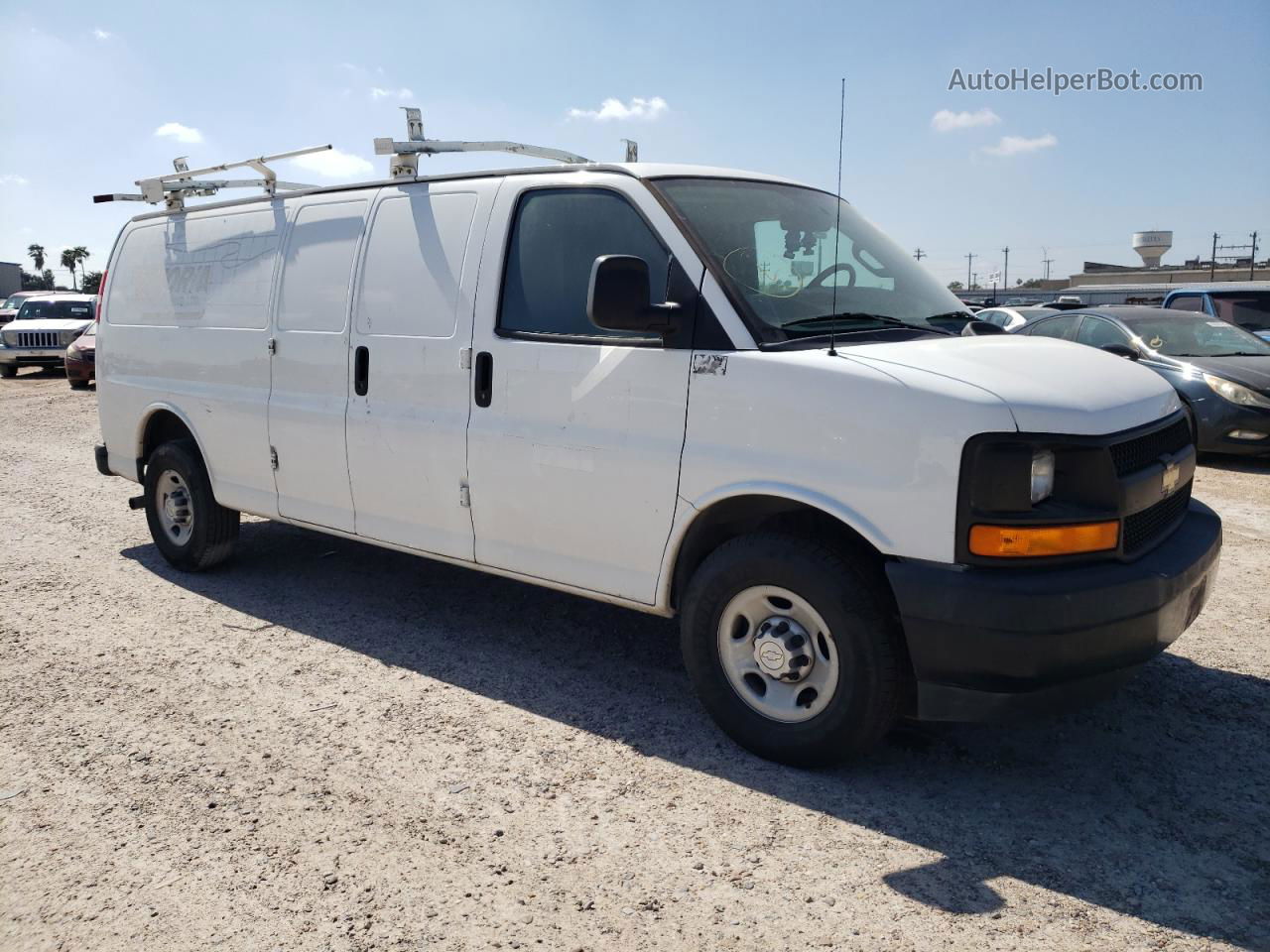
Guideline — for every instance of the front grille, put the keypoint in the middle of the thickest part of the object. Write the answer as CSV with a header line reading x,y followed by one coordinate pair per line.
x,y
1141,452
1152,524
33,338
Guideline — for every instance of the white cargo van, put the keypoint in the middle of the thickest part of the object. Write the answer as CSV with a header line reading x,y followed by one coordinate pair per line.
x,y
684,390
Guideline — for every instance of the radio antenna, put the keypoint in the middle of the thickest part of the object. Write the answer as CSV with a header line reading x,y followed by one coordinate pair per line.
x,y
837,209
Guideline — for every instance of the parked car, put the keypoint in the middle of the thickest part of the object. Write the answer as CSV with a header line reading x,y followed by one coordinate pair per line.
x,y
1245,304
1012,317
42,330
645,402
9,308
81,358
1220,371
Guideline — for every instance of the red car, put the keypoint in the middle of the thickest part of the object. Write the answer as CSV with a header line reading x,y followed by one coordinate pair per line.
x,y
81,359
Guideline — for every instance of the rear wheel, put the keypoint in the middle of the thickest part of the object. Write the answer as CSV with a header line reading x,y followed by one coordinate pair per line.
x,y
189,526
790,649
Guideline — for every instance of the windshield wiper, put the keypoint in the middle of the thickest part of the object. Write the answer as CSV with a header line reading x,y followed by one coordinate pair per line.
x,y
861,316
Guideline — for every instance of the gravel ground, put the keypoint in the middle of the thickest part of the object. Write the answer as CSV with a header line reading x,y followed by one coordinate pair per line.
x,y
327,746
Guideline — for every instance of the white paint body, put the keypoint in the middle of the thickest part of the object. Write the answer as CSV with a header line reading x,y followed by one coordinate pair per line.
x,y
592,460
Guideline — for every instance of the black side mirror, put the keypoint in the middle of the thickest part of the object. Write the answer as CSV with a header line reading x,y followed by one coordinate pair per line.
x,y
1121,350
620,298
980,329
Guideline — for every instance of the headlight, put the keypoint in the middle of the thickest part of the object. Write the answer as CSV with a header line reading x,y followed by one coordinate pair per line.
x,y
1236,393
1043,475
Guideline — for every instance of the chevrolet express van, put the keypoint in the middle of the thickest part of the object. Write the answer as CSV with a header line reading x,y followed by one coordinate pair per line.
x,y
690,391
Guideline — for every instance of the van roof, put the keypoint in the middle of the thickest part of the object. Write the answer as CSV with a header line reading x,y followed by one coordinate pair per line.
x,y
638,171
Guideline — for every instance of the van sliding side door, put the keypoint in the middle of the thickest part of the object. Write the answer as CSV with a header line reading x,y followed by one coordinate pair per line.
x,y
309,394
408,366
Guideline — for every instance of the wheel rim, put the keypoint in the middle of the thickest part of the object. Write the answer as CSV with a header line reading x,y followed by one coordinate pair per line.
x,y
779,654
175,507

§ Task to carry out: Write out all the entries word for word, but skip any images.

§ Output of the task:
Guideline — for every instance of the front grille, put the keypoint in the middle of the thickest part of the object. Write the answer as CSV with a header line reading x,y followed by one coordinate pair per line.
x,y
1141,452
1152,524
33,338
Guideline — for every instance of the white cargo van, put the keypoint in the middle of the thickest part of the object. Write the answer as CSV with a header line reading x,y followed by one coordinate pair per line.
x,y
684,390
Guideline — for every instance of the radio antenna, put the keypoint in the middle of the thickest part of the object. Write the answer as CSV with a header line reading x,y followed by one coordinate pair per line.
x,y
837,209
Guideline — for every instance of the parked car, put the keypoint in the middle of the thickest part of the object. Write the answer as CSV with a header line reading x,y followed by one coordinate pair per line.
x,y
1245,304
1012,317
42,330
645,402
9,308
81,358
1220,371
Guideline — for every instance of the red car, put the keypoint in the middle of the thickest part of the object. Write the answer as CSV with a header line reading x,y followed by one coordinate pair per line.
x,y
81,359
Guideline — for every instance of the rear wheel, put the keypoint in the middle of the thickest part of the object. Write the answer as CSV with a header line reading x,y followed by one coordinate pair per line.
x,y
189,526
790,649
Guideline — for every instance of the windshield wiper, put the keypoint in the middle of the thickest part of the object. Write the answer as CSV with a header line reading x,y followed by one coordinate pair per line.
x,y
861,316
Guideline — for every instance of the gravel ground, put the keypoint in the middle of the thickest part of the object. Write the answer as CSV with a header line reading x,y followed by one coordinate pair per line.
x,y
327,746
Guideline — for every instance of the white paint body, put the keypoint in the middle of the thickest part of the object. Write the answer as CSV with a header line reading x,y followed by one coordinate pair per line.
x,y
592,460
Guideline — for every instance of the black side mirror, put the keypoint in the middle of the thickest part of the object. Write the answer as CSV with a header line reading x,y followed by one coordinate pair per line.
x,y
1121,350
620,298
980,329
Guideline — for every instance of the headlight, put the keypoint in the middle of the thickest part of the object. Write the answer as CSV with a header line reading x,y followed by one coordinate pair per line.
x,y
1236,393
1043,475
Guideline — for every instance of the chevrolet express van, put the keypoint in the middle of the thickest part of the object. Write the answer as CSV with a header line reading x,y followed by one coordinate pair per line.
x,y
690,391
Guideline — for every instance of the van roof, put the keypoint in the middle of the thickest part of the object. Write the answer as CSV with a header line reading x,y followed by one coordinate pair per line.
x,y
638,171
Guideline — for every instance of the van sliding side door, put the keypoint in the middle of the thickest part of the object. Write the answer as CSV with a header line reading x,y followed by one coordinate pair per line.
x,y
309,394
408,366
Guideline — for every instance of the wheel rim, put the keypoint in the middle of the thickest part of the object. Write the answer as CSV with a header line reading x,y followed by one coordinate pair per line.
x,y
779,654
175,507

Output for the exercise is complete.